What this task involves:
Which lines in the listing below contain the word "small"? Copy each of those lines.

Object position labeling entries:
++++++++++

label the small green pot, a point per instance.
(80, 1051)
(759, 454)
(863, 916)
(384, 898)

++++++++++

Response:
label the small green pot, a point per instance.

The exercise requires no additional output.